Each entry that follows should be set down precisely, with its pictures removed.

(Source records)
# # # # #
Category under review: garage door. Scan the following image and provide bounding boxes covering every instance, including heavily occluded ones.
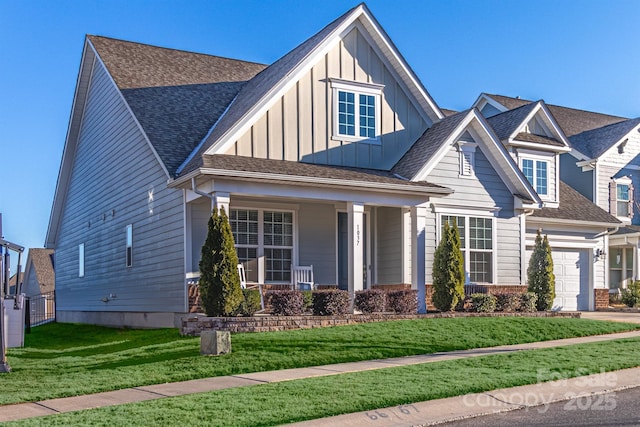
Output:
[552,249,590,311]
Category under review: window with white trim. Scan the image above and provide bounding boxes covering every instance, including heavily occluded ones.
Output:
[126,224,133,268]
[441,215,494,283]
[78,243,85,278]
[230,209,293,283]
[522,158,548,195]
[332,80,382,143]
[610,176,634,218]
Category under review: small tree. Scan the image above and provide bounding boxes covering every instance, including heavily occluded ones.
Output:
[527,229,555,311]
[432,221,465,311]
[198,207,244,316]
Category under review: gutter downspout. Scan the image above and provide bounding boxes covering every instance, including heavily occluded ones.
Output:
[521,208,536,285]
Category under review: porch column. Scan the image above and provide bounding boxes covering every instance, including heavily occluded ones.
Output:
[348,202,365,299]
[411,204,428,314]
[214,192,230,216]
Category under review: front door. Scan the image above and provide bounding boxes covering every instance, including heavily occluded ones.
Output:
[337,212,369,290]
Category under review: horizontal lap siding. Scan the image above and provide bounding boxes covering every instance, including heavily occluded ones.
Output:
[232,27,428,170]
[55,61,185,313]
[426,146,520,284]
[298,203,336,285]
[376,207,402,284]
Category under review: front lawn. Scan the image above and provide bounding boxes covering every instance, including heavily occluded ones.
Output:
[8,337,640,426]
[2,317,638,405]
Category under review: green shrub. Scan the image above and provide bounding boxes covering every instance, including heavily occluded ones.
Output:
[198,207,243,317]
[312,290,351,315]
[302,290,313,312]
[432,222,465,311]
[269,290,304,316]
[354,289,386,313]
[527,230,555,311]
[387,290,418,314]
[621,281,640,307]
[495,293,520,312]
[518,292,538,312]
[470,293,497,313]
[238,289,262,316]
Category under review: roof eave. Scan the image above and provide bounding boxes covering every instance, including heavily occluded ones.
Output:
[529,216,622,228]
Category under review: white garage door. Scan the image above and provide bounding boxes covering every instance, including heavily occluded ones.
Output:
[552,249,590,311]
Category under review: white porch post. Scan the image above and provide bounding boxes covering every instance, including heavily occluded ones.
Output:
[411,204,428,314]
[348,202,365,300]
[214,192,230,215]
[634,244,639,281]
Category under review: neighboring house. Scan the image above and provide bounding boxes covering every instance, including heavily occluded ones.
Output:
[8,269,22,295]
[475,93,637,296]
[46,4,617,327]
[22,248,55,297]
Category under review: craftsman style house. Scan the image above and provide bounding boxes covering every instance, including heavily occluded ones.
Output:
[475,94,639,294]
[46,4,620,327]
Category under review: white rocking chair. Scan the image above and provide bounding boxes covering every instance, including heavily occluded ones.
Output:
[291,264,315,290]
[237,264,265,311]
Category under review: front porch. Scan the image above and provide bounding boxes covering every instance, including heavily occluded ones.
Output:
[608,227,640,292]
# # # # #
> [Answer]:
Category under review: garage door. Scan the following image and provide bounding boxes covering every instance, including heavily occluded ones.
Output:
[552,249,590,311]
Category under review: window with white trim. Scan the image above and provide bounding boxes covering every instance, including heavily occluded ones.
Output:
[126,224,133,268]
[441,215,494,283]
[78,243,85,278]
[230,209,293,283]
[522,158,548,195]
[332,80,382,143]
[610,176,634,218]
Category under review: small tree. Scan the image above and provide bounding boxes covering every instance, including heavily occluded ones.
Output:
[527,229,555,311]
[432,221,465,311]
[198,207,244,316]
Category under review: gutter downspout. Scan the image above and provide bounding boxes covering every instance, including heavily occluded ones.
Output:
[521,208,536,285]
Category under review: porch column. Scan the image above and provide bounding boxes covering every instance, including heavily occluded ones.
Output:
[348,202,365,299]
[411,204,428,314]
[214,192,230,216]
Category under review: front door. Scan the image above and provide bounding boxes covering every instance, including heavily occluded ones.
Output:
[337,212,369,290]
Category under review: horizontal lap siding. Scan the image above and provide bounding boxes covering every instance, including heavily occluded ones.
Output:
[232,27,428,170]
[55,61,185,313]
[426,146,520,284]
[298,203,336,285]
[376,207,402,284]
Category under review: front lawn. Scan the image above and provide bounding boxes covering every instance, including heavily occluded ones.
Output:
[8,337,640,426]
[2,317,638,405]
Category under review: green shrub. Scan the image above and provide bounding boxes covering every instance, including heavily occluded ones.
Output:
[198,207,243,317]
[312,290,351,315]
[302,290,313,312]
[432,222,465,311]
[269,290,304,316]
[354,289,386,313]
[527,230,555,311]
[387,290,418,314]
[621,281,640,307]
[495,293,520,312]
[518,292,538,312]
[470,293,497,313]
[238,289,262,316]
Category under review: roof eave. Scan the image above and provide bounding boxes covering every instance, including heavily occluded ones.
Output:
[529,216,622,228]
Category under review: white garage door. Scan the image above and provide bounding boxes covering every instance, including heavily occluded ones.
Output:
[552,249,590,311]
Category under review: white porch post. Scan the image above and provide bounding boxes covering every instance, including heavily occluded ones.
Output:
[411,204,428,314]
[348,202,365,300]
[214,192,230,215]
[634,244,639,281]
Category under review: neighboring house. Scan the image above and provide bounding boxes covering every instance, including heavily occluded ones.
Output:
[8,269,22,295]
[475,93,637,296]
[46,4,617,327]
[22,248,55,297]
Category under review: craftsman style house. Scan the image above and provide bounding boxes covering every instance, including heavily occluded ones.
Output:
[475,94,639,294]
[46,4,620,327]
Category under review: white rocking chair. Scan the image above and provide bounding boxes covering every instance, including heavily occluded ones.
Output:
[291,264,315,290]
[237,264,265,311]
Category under review: front porch. Scan the image above and provide bounding boxes covering every instance, including heavily occluded ones.
Output:
[608,227,640,292]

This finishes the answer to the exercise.